▸ **Set task**
Return the entries below in their exact form, leaving the pictures out.

[Point labeling dataset excerpts]
┌────────
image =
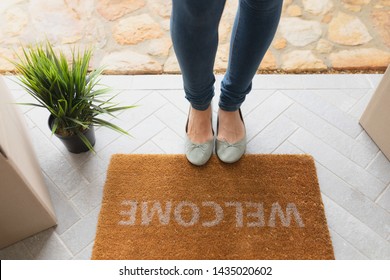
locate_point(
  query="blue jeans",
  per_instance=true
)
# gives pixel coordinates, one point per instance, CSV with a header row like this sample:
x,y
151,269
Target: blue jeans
x,y
194,32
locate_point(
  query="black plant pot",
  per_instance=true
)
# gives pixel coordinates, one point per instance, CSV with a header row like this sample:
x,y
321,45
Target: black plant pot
x,y
73,143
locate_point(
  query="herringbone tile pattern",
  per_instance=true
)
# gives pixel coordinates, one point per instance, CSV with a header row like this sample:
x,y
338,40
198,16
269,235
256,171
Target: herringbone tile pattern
x,y
314,114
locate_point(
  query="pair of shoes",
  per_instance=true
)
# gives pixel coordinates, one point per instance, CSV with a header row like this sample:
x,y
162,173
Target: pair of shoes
x,y
198,153
230,152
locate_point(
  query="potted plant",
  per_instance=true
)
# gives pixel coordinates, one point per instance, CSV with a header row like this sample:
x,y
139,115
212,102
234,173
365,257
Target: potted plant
x,y
71,94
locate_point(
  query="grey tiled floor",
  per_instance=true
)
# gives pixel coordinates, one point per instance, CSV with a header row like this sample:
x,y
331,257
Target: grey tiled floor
x,y
315,114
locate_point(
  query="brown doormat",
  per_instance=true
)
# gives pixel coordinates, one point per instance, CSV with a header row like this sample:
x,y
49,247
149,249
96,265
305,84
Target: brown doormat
x,y
163,207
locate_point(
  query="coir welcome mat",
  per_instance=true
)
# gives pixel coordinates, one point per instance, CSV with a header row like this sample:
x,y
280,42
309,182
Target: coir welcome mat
x,y
163,207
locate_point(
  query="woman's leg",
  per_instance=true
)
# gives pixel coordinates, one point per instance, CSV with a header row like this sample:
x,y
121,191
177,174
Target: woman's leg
x,y
254,28
194,32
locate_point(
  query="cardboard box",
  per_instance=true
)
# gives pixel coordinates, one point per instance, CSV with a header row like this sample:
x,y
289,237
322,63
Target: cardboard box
x,y
25,205
376,118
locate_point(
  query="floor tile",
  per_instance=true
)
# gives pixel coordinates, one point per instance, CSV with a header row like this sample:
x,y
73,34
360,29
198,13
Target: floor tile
x,y
265,113
338,81
169,141
360,179
278,82
70,183
157,82
384,199
146,107
343,250
327,111
367,211
340,98
47,246
366,140
287,148
85,254
82,233
176,97
358,109
65,212
355,232
141,133
172,118
117,82
93,168
254,99
380,168
271,136
331,135
148,148
17,251
374,79
91,196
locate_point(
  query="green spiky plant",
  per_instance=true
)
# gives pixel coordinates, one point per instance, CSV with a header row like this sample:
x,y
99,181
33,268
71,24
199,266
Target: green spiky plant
x,y
73,96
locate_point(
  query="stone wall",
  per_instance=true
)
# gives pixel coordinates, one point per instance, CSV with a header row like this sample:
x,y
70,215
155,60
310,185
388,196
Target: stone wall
x,y
132,36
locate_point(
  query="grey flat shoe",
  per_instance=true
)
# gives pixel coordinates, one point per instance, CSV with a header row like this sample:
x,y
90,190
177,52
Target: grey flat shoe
x,y
230,152
198,153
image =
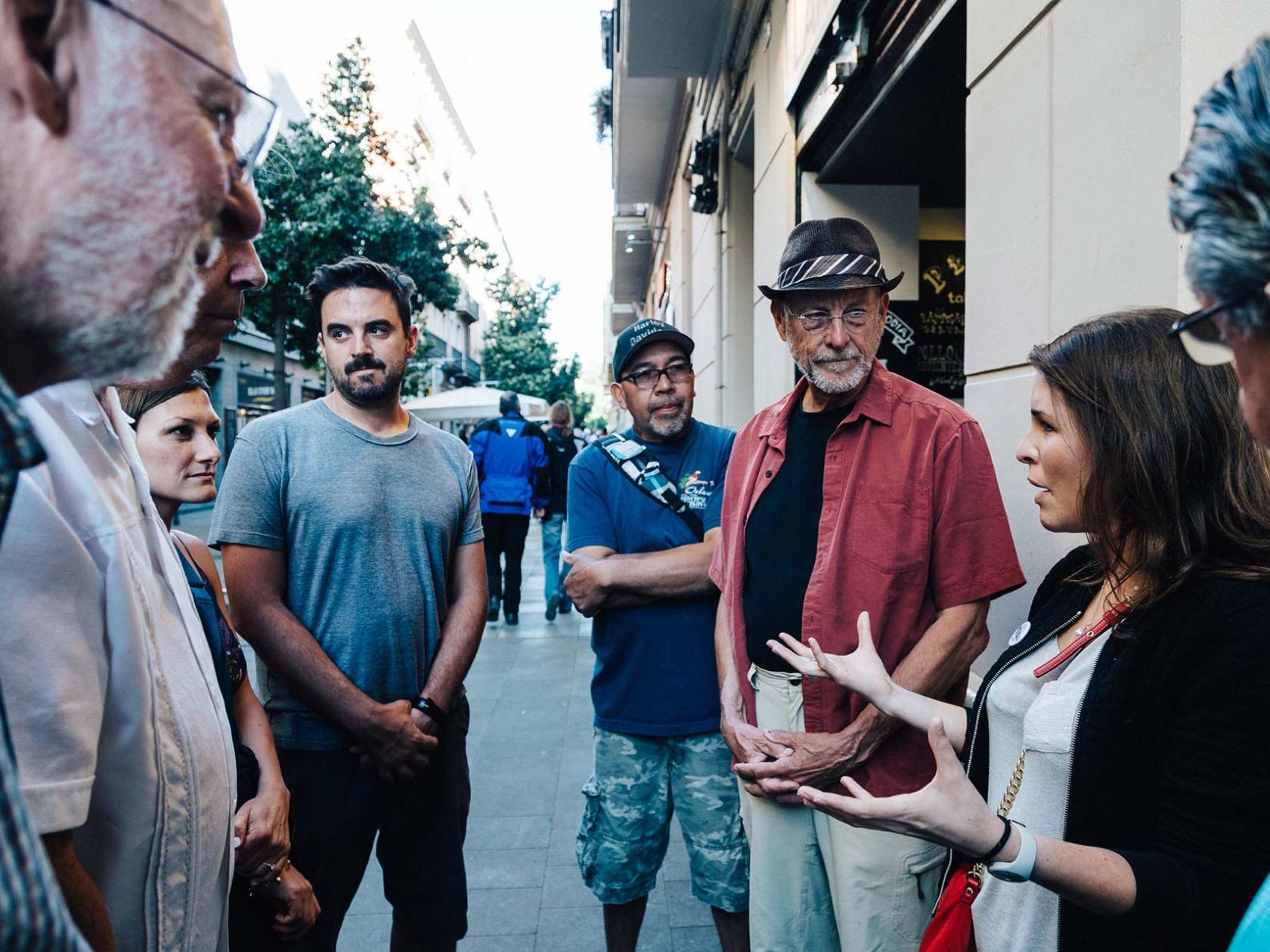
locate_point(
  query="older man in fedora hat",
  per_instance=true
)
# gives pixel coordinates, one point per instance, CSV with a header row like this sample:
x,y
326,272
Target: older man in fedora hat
x,y
859,492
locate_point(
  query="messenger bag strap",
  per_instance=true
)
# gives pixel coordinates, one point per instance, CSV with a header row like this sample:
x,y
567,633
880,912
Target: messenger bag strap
x,y
634,462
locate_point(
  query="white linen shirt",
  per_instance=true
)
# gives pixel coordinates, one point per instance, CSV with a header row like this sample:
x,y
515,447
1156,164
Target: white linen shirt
x,y
1038,714
117,722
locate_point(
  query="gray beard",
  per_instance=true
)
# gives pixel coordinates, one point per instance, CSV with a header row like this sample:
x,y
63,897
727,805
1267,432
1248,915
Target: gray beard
x,y
836,385
670,429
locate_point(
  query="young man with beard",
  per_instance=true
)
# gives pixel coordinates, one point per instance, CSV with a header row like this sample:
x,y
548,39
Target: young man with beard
x,y
351,539
639,567
119,735
857,492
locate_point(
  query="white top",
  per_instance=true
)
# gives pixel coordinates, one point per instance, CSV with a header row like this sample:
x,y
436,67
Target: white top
x,y
1039,714
117,722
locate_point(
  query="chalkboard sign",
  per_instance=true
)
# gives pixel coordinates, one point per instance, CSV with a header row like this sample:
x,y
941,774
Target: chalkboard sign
x,y
925,339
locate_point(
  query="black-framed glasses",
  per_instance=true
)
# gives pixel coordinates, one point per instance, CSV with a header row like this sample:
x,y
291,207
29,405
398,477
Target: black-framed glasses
└────────
▸ **Written answer**
image =
locate_point(
  query="blue jeans",
  per_instance=true
)
# gives pixel coordinates, one point per instance, CSV with a header row like this sample:
x,y
151,269
Target: blue jeans
x,y
194,32
locate_point(
  query="black plant pot",
  per_instance=true
)
# gives pixel coordinates, one point per instance, CSV with a header row like this sample:
x,y
321,45
Target: black plant pot
x,y
73,143
locate_point(
  query="herringbone tile pattern",
  per_instance=true
)
# gives pixel coordinates, one point per instance, CSV with a header row like this sample:
x,y
338,40
198,16
269,235
256,171
Target: herringbone tile pattern
x,y
314,114
locate_point(
  query="pair of shoes",
  per_instance=true
)
# gives pixel coordinates, one point per instance, CSV with a header row like this sample:
x,y
162,173
Target: pair of shoes
x,y
198,153
230,152
locate_point(
  query="potted plant",
  per_instance=true
)
# gives pixel coordinates, one point per instance, CSV with a header row like this sample:
x,y
139,115
212,102
234,173
365,257
Target: potted plant
x,y
71,94
locate_point(
  query="grey tiled floor",
  per_instance=true
)
# gives pixel coordinates, one point per instance, CSV with a header row like this sample:
x,y
331,257
Target: grey tiled floor
x,y
315,114
locate_point(
  query="brown doormat",
  per_instance=true
)
# gives pixel coordinates, one point per instance, CSV with a header row like this sample:
x,y
49,247
149,249
96,265
305,84
Target: brown doormat
x,y
163,207
locate_point(
  query="coir welcome mat",
  per_instance=true
)
# gives pixel coordinates, one point per instance, CSV with a header row like this sample:
x,y
280,42
309,182
Target: coir welcome mat
x,y
163,207
locate_point(
  query="woman's leg",
  per_instance=true
)
# gives pixel coordinates, one point per instance, CSV with a header row like this sample:
x,y
121,191
177,174
Target: woman's leg
x,y
254,28
194,32
locate_point(
  query="cardboard box",
  per_instance=true
)
# gives pixel coordinates, one point per instance, CSV with a header row like this sample:
x,y
289,237
322,63
Target: cardboard box
x,y
25,205
376,118
locate_point(
  query="floor tile",
  per_instance=true
)
# gives pixel coordinates, one point per instance, CSV with a header row like this sample:
x,y
73,34
360,29
198,13
Target: floor tile
x,y
265,113
338,81
169,141
360,179
278,82
70,183
157,82
384,199
146,107
343,250
327,111
367,211
340,98
47,246
366,140
287,148
85,254
82,233
176,97
358,109
65,212
355,232
141,133
172,118
117,82
93,168
254,99
380,168
271,136
331,135
148,148
17,251
374,79
91,196
locate_point(
  query="green spiky plant",
  per_instance=true
)
# gives pixel coordinates, one point per instance, CSV with a header row like this sample:
x,y
99,181
33,268
71,24
199,266
Target: green spiky plant
x,y
73,96
locate_point(
  query="stone wall",
  per_instance=true
)
# gives pixel coordinates, one point per instance, CSV with a header row like this sample:
x,y
70,215
155,60
310,185
388,196
Target: stone wall
x,y
132,36
locate_point(
  query="grey flat shoe",
  per_instance=true
)
# gives pixel coordinates, one point per instance, CSV with a header row like this sample:
x,y
90,190
177,52
Target: grey flat shoe
x,y
230,152
198,153
image =
locate_point(
  query="older man in fedora hat",
  per_instance=true
)
# gives pixel coordinates, one point per instance, CSV with a header row like this sample:
x,y
326,272
Target: older man in fedora hat
x,y
859,492
locate_point(
  query="messenger bag strap",
  per_instance=true
)
# gives pixel coordinates, one point per instance, CSV with a header row like this sample:
x,y
567,633
880,912
Target: messenger bag strap
x,y
634,462
locate_point(
  query="white linen shirt",
  per_instance=true
)
# gives pixel coordinates, one point per instance, CSV with a header row like this sample:
x,y
515,447
1156,164
Target: white linen shirt
x,y
1038,714
117,722
locate_point(
  query="gray beard",
  per_instance=true
)
# gives pixel coordinates, one point per instance, CSV with a header row like this sample:
x,y
63,897
727,805
1267,432
1248,915
Target: gray beard
x,y
836,385
670,429
locate_point(
  query="young man with beard",
  per_instance=true
)
# gives pixel coordinates, one point per instance, CSV with a header row like this sample:
x,y
548,39
Target: young man with beard
x,y
351,539
639,567
119,735
857,492
locate_point(
  query="white top",
  per_instance=true
)
# gives pixel coordinates, one point per instance, CSV with a header row like this sample:
x,y
436,67
Target: white top
x,y
1039,714
117,722
locate_point(
  query="chalkboard sign",
  per_instance=true
)
# gives pixel coordinates, one point per instance, CSV with a header row like this sample:
x,y
941,774
Target: chalkboard sign
x,y
925,339
locate_point(
  query="black-framed glasses",
  per_instance=true
)
# gives pixel coordinates, one point per instance, CSV with a header row like this sample:
x,y
291,207
29,405
398,477
Target: black-framed glasses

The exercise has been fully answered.